------ Source records ------

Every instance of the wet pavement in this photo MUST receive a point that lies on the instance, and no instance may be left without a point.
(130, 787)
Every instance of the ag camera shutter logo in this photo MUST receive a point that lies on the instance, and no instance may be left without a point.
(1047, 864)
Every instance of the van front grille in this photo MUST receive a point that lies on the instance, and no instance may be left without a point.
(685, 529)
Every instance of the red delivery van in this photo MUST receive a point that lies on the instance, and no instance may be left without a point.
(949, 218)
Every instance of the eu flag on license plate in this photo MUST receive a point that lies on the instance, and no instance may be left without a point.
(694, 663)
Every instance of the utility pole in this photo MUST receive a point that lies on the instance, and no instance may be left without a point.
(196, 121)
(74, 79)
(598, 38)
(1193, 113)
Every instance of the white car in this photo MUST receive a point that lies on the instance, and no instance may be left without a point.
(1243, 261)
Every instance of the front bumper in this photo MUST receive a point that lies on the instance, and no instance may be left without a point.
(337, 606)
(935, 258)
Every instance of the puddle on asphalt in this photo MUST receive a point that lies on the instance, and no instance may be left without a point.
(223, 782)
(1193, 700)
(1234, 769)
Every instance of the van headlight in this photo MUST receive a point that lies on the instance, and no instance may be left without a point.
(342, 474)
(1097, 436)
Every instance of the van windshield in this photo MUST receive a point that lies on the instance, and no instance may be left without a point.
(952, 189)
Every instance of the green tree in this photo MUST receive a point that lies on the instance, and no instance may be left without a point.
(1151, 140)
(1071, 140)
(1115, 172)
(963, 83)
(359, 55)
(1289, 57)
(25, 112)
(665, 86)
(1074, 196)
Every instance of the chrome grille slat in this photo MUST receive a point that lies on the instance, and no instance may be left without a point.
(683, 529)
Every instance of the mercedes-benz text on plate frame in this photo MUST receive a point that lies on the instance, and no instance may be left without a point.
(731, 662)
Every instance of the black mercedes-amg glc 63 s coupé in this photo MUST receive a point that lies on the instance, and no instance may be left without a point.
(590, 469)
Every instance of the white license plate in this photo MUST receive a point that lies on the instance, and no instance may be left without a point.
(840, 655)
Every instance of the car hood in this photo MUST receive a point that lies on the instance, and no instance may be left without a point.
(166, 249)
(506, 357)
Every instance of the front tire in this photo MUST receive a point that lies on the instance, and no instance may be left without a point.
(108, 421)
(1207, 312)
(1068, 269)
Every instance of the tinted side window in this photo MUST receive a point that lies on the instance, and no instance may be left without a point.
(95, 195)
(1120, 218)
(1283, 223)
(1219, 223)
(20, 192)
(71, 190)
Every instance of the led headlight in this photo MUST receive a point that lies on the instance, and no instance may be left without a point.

------
------ Source records ------

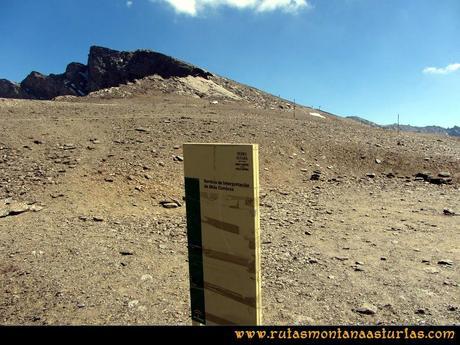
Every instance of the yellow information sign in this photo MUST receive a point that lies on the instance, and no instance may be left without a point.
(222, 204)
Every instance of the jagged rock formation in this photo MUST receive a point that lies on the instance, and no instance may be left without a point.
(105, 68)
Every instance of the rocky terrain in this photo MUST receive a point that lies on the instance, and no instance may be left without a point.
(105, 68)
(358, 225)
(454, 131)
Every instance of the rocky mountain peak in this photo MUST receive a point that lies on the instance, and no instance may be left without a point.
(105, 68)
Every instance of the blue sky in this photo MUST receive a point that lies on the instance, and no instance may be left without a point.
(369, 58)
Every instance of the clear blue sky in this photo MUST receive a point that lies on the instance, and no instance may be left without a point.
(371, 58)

------

- [Assignment]
In the listing above, find the line with "Every instance of the front tire" and the line with "Every instance of the led", then print exactly those lines and every line between them.

- [Answer to the exercise]
Every instance of the front tire in this photo MUST receive a point that lies on the instance, and no instance may be left without a point.
(108, 421)
(1207, 312)
(1068, 269)
Every instance of the tinted side window in this photo MUST receive a point that lies on the instance, and no instance may be left without a point.
(95, 195)
(1120, 218)
(1283, 223)
(1219, 223)
(20, 192)
(71, 190)
Every instance of the led headlight in this photo MUST receive a point that lies on the instance, and no instance may be left without a point.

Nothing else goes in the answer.